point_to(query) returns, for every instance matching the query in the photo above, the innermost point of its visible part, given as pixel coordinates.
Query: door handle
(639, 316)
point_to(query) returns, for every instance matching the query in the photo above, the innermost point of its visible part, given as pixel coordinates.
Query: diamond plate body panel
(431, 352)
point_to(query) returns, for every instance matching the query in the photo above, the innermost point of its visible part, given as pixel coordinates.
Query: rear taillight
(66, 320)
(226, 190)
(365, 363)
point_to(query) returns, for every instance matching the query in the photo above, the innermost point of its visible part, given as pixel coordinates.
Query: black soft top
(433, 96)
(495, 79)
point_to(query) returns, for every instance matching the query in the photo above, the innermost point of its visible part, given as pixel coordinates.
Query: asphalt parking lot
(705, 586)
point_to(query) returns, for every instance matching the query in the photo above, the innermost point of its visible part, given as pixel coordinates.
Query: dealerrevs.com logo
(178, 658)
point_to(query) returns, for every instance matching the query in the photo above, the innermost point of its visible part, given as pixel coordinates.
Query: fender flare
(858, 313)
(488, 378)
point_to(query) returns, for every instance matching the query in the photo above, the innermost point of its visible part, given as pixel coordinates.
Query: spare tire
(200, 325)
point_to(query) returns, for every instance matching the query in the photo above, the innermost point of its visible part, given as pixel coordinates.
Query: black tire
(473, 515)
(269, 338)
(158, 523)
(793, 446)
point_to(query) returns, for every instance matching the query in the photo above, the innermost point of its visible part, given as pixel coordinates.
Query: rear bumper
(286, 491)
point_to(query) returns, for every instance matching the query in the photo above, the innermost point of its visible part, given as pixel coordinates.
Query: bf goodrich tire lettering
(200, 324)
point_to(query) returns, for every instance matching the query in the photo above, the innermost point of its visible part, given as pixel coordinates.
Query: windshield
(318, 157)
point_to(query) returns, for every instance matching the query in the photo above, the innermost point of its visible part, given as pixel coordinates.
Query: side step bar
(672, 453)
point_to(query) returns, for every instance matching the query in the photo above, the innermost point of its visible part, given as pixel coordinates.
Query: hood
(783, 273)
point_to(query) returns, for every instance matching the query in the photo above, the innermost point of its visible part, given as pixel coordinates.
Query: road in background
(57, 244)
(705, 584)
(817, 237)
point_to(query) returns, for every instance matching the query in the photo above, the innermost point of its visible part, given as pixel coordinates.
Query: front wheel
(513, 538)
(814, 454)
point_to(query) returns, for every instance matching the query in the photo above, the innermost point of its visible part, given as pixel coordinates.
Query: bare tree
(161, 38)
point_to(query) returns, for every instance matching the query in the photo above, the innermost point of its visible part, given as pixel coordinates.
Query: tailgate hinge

---

• **HOW TO COMPLETE THIS TASK**
All of the records must be retyped exactly as they are.

• **FINISHED EXERCISE**
point_to(query) returns, for every instance matching the query in the photo above, the innermost point of its visible part, given as pixel coordinates.
Query: door handle
(639, 316)
point_to(query) returns, for every instance matching the query in the photo above, the innermost point of its visible part, given as pixel coordinates.
Query: diamond plate body panel
(431, 352)
point_to(query) returns, for every instance matching the query in the photo above, the innermost point of its visible part, given as pixel coordinates.
Query: rear taillight
(66, 320)
(226, 190)
(365, 363)
point_to(query) returns, for every instance matching the query in the photo above, the innermost point of its visible part, given as pixel coordinates.
Query: black soft top
(433, 96)
(495, 79)
point_to(query) returns, for every instance matching the query in the photo above, the innermost point of its visible part, given as pixel coordinates.
Query: asphalt parking lot
(705, 586)
point_to(query) returns, for every instance matching the query in the photo above, the innermost point of its visible part, given as pixel coordinates.
Query: dealerrevs.com logo
(178, 658)
point_to(query) returns, for every instance matching the query in the photo above, the innermost point of its visible part, given as pixel coordinates.
Query: fender flare
(858, 313)
(488, 378)
point_to(query) returns, for every instance matching the query in the photo above, the innermost point of its visible part, given as pixel coordinates.
Query: spare tire
(200, 325)
point_to(query) returns, for every instance matching the query in the photo above, the innermost point of its visible part, given as pixel coordinates.
Query: black tire
(473, 515)
(269, 338)
(158, 523)
(793, 446)
point_to(query) returns, for every instance matching the query in the photo above, the innermost point of its visible part, given as pixel coordinates.
Query: rear bumper
(286, 491)
point_to(query) returns, for every instance matching the query in the photo above, the innermost point of its visible part, given as pixel coordinates.
Query: bf goodrich tire lettering
(200, 324)
point_to(query) returns, for every instance matching the query in the photo above, the innermost point of its visible part, given as pixel coordinates.
Query: windshield
(318, 157)
point_to(query) returns, for every instance matching the query in the photo above, the innermost point of its visible part, given as pixel coordinates.
Query: side step bar
(672, 453)
point_to(query) returns, for every instance matching the query in the photo above, the innermost point of its visible part, given as pixel coordinates.
Query: hood
(783, 273)
point_to(query) returns, for every instance matching the query in the photo above, the innermost point of its visible part, given as pixel coordinates.
Query: road in background
(57, 244)
(705, 584)
(817, 237)
point_to(query) returns, for every instance matching the query in the photo above, the innermost point of its visible part, given as pixel coordinates.
Query: front wheel
(513, 538)
(814, 454)
point_to(query) returns, for every instance matching the query in the photo above, the innermost point of its visible part, given as pixel coordinates.
Query: bare tree
(161, 38)
point_to(query) returns, for every instance matching the query in the photo above, the innermost point of its visible part, given as pixel coordinates.
Query: tailgate hinge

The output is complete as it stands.